- Stated task -
Every entry below should be repeated exactly; the pictures should not.

◆ ◆ ◆ ◆ ◆ ◆ ◆

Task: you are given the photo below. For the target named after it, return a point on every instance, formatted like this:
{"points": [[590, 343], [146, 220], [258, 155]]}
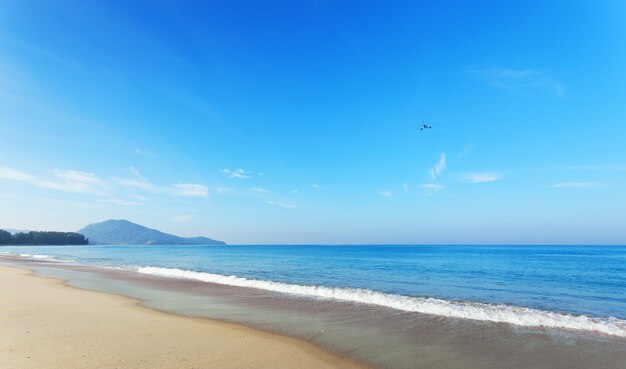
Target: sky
{"points": [[298, 122]]}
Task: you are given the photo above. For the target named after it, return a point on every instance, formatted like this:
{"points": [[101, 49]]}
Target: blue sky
{"points": [[298, 122]]}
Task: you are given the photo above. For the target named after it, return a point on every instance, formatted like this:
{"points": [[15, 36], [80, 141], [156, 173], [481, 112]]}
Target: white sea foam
{"points": [[46, 257], [466, 310]]}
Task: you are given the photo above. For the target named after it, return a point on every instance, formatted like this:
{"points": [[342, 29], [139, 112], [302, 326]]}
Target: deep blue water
{"points": [[588, 280]]}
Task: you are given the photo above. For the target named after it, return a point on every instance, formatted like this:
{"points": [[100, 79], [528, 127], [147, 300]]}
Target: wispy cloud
{"points": [[260, 190], [433, 187], [482, 177], [237, 173], [139, 182], [221, 190], [280, 204], [76, 176], [575, 185], [180, 189], [521, 80], [144, 153], [64, 180], [118, 202], [600, 167], [191, 190], [438, 169], [181, 218], [15, 175]]}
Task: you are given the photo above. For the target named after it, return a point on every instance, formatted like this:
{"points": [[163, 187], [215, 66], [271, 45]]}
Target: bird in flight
{"points": [[425, 126]]}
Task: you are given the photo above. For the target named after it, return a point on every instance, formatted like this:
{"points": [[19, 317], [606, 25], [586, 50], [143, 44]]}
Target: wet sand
{"points": [[381, 337], [46, 324]]}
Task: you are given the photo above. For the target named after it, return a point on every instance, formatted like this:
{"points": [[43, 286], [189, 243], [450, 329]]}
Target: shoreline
{"points": [[379, 337], [124, 333]]}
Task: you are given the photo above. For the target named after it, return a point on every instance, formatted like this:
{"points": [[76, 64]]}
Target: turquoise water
{"points": [[587, 280]]}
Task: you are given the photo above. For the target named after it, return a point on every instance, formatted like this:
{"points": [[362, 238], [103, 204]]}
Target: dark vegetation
{"points": [[42, 238]]}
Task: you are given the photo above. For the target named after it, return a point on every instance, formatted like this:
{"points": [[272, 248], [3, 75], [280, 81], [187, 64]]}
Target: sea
{"points": [[389, 305]]}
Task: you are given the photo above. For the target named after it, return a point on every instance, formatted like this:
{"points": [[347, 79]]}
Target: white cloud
{"points": [[118, 202], [69, 180], [221, 190], [74, 181], [65, 186], [523, 80], [280, 204], [237, 173], [76, 176], [433, 187], [438, 169], [181, 218], [139, 182], [180, 189], [14, 175], [574, 185], [482, 177], [260, 190], [143, 153], [191, 190]]}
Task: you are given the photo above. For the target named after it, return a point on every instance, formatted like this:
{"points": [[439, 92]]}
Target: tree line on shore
{"points": [[42, 238]]}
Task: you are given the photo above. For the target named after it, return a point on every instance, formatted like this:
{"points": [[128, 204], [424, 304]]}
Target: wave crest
{"points": [[457, 309]]}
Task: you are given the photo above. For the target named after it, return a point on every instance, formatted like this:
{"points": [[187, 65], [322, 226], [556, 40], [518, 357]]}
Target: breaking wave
{"points": [[516, 315]]}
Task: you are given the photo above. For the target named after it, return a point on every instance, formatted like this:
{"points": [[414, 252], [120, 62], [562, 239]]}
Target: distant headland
{"points": [[124, 232], [109, 232]]}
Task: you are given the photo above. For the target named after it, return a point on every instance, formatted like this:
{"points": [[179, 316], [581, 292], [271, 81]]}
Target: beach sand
{"points": [[46, 324]]}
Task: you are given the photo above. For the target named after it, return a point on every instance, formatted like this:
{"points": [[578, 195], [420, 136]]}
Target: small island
{"points": [[42, 238]]}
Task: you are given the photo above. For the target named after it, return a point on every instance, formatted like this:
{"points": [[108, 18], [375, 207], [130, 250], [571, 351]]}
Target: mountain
{"points": [[123, 232]]}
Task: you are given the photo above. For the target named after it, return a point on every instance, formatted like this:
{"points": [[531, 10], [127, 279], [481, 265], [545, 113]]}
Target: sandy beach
{"points": [[45, 324]]}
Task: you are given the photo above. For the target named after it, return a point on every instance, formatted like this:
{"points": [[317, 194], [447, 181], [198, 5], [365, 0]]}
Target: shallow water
{"points": [[566, 304], [383, 337]]}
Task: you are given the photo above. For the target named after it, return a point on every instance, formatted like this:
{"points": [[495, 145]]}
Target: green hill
{"points": [[123, 232]]}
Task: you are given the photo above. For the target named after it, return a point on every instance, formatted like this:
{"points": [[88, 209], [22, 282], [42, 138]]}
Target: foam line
{"points": [[466, 310]]}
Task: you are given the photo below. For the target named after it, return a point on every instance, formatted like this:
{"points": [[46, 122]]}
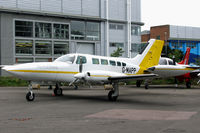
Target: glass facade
{"points": [[43, 48], [42, 41], [135, 30], [61, 48], [24, 47], [23, 29], [61, 31], [81, 30], [42, 30]]}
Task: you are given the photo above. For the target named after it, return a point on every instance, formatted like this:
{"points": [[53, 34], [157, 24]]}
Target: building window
{"points": [[84, 60], [42, 30], [43, 60], [92, 31], [192, 44], [77, 30], [135, 30], [23, 60], [116, 26], [43, 48], [114, 44], [61, 48], [112, 63], [23, 28], [61, 31], [104, 62], [23, 47], [95, 61]]}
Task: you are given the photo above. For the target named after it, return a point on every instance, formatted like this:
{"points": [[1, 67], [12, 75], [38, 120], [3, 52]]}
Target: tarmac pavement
{"points": [[161, 109]]}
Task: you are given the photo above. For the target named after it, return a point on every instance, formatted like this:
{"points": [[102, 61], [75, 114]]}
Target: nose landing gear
{"points": [[30, 96]]}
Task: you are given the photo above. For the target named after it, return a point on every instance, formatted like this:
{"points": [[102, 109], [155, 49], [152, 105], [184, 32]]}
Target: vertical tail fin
{"points": [[185, 60], [151, 55]]}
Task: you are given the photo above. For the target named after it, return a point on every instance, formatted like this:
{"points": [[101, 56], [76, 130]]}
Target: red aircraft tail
{"points": [[185, 60]]}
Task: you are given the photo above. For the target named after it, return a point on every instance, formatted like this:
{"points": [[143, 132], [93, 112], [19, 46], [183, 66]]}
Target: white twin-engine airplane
{"points": [[76, 68]]}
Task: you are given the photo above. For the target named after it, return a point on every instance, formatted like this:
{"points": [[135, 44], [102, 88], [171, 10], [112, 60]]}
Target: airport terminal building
{"points": [[177, 37], [37, 30]]}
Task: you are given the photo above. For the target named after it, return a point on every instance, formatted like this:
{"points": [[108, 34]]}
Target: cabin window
{"points": [[162, 62], [66, 58], [123, 64], [170, 62], [84, 60], [119, 64], [95, 61], [104, 62], [112, 63]]}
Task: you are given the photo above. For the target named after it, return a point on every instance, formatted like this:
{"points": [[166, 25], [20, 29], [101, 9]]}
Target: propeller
{"points": [[174, 62], [81, 64]]}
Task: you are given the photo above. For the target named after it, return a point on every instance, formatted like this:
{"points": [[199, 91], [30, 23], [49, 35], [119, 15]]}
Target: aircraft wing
{"points": [[132, 77], [193, 67]]}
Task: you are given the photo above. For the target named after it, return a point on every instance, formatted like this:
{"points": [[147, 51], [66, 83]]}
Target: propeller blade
{"points": [[81, 64]]}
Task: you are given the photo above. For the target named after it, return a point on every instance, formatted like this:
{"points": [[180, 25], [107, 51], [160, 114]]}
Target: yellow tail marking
{"points": [[152, 57]]}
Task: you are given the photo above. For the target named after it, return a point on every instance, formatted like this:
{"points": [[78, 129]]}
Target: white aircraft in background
{"points": [[169, 68], [76, 68], [199, 80]]}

◆ ◆ ◆ ◆ ◆ ◆ ◆

- Answer for this exercise -
Task: you are given the photo below. For the target named after it, return a point on every instance, formatted like this:
{"points": [[590, 343], [146, 220], [258, 155]]}
Target: sky
{"points": [[298, 122]]}
Task: you are given the photo above. For the target named after it, return a point on every instance, formatted like this:
{"points": [[101, 49]]}
Target: blue sky
{"points": [[298, 122]]}
Task: you are given the photo above. For the target named after it, return a point on every instance, formatted like this:
{"points": [[15, 36], [80, 141], [156, 173], [481, 112]]}
Target: white sea foam
{"points": [[46, 257], [466, 310]]}
Task: you are given the photo above. For the target named after it, return a point on every instance, formatted like this:
{"points": [[342, 29], [139, 112], [302, 326]]}
Target: deep blue water
{"points": [[588, 280]]}
Task: you are given the photo above. For the target named after it, return a point on every instance, formatted like this:
{"points": [[100, 79], [528, 127], [147, 300]]}
Target: wispy cloud
{"points": [[260, 190], [433, 187], [482, 177], [237, 173], [139, 182], [221, 190], [280, 204], [76, 176], [575, 185], [180, 189], [521, 80], [144, 153], [64, 180], [118, 202], [600, 167], [191, 190], [438, 169], [181, 218], [15, 175]]}
Task: you are given the photo above. For the target named after it, return a point on every instance, formatted like this:
{"points": [[163, 187], [215, 66], [271, 45]]}
Target: bird in flight
{"points": [[425, 126]]}
Task: you are given the photo above. For the target named after it, return a point on every instance, formatted like this:
{"points": [[19, 317], [606, 25], [586, 50], [143, 44]]}
Target: wet sand
{"points": [[381, 337], [46, 324]]}
Task: you are given the photo above. For the target named after it, return a point on every instance, formatted like this:
{"points": [[43, 286], [189, 243], [450, 329]]}
Target: shoreline
{"points": [[379, 337], [124, 333]]}
Task: you are given the photo above. For the target named after it, return a point on every instance, formatted like this:
{"points": [[76, 64]]}
Target: turquoise water
{"points": [[587, 280]]}
Task: you are given the photo above. For the target named after it, return a point on every instance, formatted like this:
{"points": [[362, 238], [103, 204]]}
Target: dark vegetation
{"points": [[42, 238]]}
Task: you are given the photo above. For the target named after it, return a point on every instance, formatted like this:
{"points": [[272, 248], [3, 75], [280, 81], [187, 64]]}
Target: sea
{"points": [[389, 305]]}
Task: you are given the photo above. For the target named after it, return a point on every instance, formatted like this:
{"points": [[347, 79]]}
Target: white cloud
{"points": [[118, 202], [69, 180], [221, 190], [74, 181], [65, 186], [523, 80], [280, 204], [237, 173], [76, 176], [433, 187], [438, 169], [181, 218], [139, 182], [180, 189], [14, 175], [574, 185], [482, 177], [260, 190], [143, 153], [191, 190]]}
Task: you are given the photo above. For the target named after it, return a point on every instance, formatted like this:
{"points": [[439, 92]]}
Target: tree line on shore
{"points": [[42, 238]]}
Task: you are given the photo above. For the target named after it, return a point on every instance, formatted like this:
{"points": [[128, 204], [424, 304]]}
Target: wave crest
{"points": [[457, 309]]}
Task: you are given the photo above. For the target named after it, return a point on every instance, formatted like this:
{"points": [[187, 65], [322, 226], [556, 40], [518, 357]]}
Target: breaking wave
{"points": [[516, 315]]}
Task: you are given the photo above. For the target named after it, return a point on every instance, formatted like this:
{"points": [[414, 252], [120, 62], [562, 239]]}
Target: distant headland
{"points": [[124, 232], [109, 232]]}
Task: you are given the photo above. For the target named after it, return a point on every instance, formatted like this:
{"points": [[179, 316], [581, 292], [271, 81]]}
Target: beach sand
{"points": [[46, 324]]}
Task: you are given the photo above. For the target named after it, return a point on every instance, formatted like this:
{"points": [[578, 195], [420, 136]]}
Target: small island
{"points": [[42, 238]]}
Task: you are given the photo above. For the target named after it, return a point on every instance, formatted like this:
{"points": [[108, 18], [375, 207], [130, 250], [571, 351]]}
Target: mountain
{"points": [[123, 232]]}
Task: you are given the photo above. For the target named after it, return a point on every instance, formatted like this:
{"points": [[531, 10], [127, 279], [481, 265], [545, 113]]}
Target: sandy beach
{"points": [[45, 324]]}
Task: you are given the photo above. For the target named after it, return a point on every instance, formatted like this:
{"points": [[317, 194], [447, 181], [198, 5], [365, 0]]}
Target: shallow water
{"points": [[566, 304], [383, 337]]}
Task: you are given the photo above. For the target named after it, return a point on every instance, formatted like this:
{"points": [[495, 145]]}
Target: green hill
{"points": [[123, 232]]}
Task: you are given the photo above. For the target named after it, return a point on every instance, formatted like this:
{"points": [[88, 209], [22, 282], [42, 138]]}
Target: foam line
{"points": [[466, 310]]}
Task: you are given the photo below. For the target named after it, return a point on every instance, formatted like this:
{"points": [[46, 122]]}
Target: glass facade
{"points": [[43, 48], [42, 41], [135, 30], [61, 48], [24, 47], [23, 29], [61, 31], [81, 30], [42, 30]]}
Task: you are given the photo above. For the target named after it, return a point on every instance, formatted like this:
{"points": [[53, 34], [157, 24]]}
Target: building window
{"points": [[84, 60], [42, 30], [43, 60], [92, 31], [192, 44], [77, 30], [135, 30], [23, 60], [116, 26], [43, 48], [114, 44], [61, 48], [112, 63], [23, 28], [61, 31], [104, 62], [23, 47], [95, 61]]}
Task: you are given the photo above. For the target named after it, return a point on every instance, formatted like this:
{"points": [[1, 67], [12, 75], [38, 120], [3, 52]]}
Target: tarmac pavement
{"points": [[161, 109]]}
Task: you are given the photo above. For the target named after it, return a point on every instance, formatted like this:
{"points": [[102, 61], [75, 114]]}
Target: nose landing gear
{"points": [[30, 96]]}
Task: you are given the photo above. For the target named after it, return a point on every instance, formatted like this:
{"points": [[102, 109], [155, 49], [152, 105], [184, 32]]}
Target: vertical tail fin
{"points": [[185, 60], [151, 55]]}
Task: you are given the photo above. For the target named after it, return a point on every instance, formatted like this:
{"points": [[101, 56], [76, 130]]}
Target: red aircraft tail
{"points": [[185, 60]]}
Task: you are given the photo above. For the target named after it, return a point on every instance, formatted like this:
{"points": [[143, 132], [93, 112], [19, 46], [183, 66]]}
Target: white twin-engine airplane
{"points": [[76, 68]]}
Task: you are given the photo above. For the target named after it, return a point on every instance, formatted like this:
{"points": [[135, 44], [102, 88], [171, 10], [112, 60]]}
Target: airport terminal building
{"points": [[177, 37], [37, 30]]}
Task: you are given the photo above. For the target named after it, return a point on every instance, formatted like this:
{"points": [[108, 34]]}
Target: cabin window
{"points": [[162, 62], [66, 58], [123, 64], [170, 62], [84, 60], [119, 64], [95, 61], [104, 62], [112, 63]]}
Task: you are given the photo above. For the target named after it, return a point on every instance, formatted like this:
{"points": [[166, 25], [20, 29], [101, 9]]}
Target: propeller
{"points": [[174, 62], [81, 64]]}
Task: you are given the photo above. For the target named after it, return a point on every instance, formatted like this:
{"points": [[199, 91], [30, 23], [49, 35], [119, 15]]}
Target: aircraft wing
{"points": [[132, 77], [193, 67]]}
Task: you are given the photo above. For the target named after it, return a point on every instance, formatted like this:
{"points": [[147, 51], [66, 83]]}
Target: propeller blade
{"points": [[81, 64]]}
Task: you are given the photo above. For the target named after it, return a point on every instance, formatted like this:
{"points": [[180, 25], [107, 51], [160, 114]]}
Target: yellow tail marking
{"points": [[152, 57]]}
Task: you are given the photo above. For the target named after it, return a point on every instance, formatted like this:
{"points": [[78, 129]]}
Target: white aircraft in background
{"points": [[169, 68], [76, 68], [199, 80]]}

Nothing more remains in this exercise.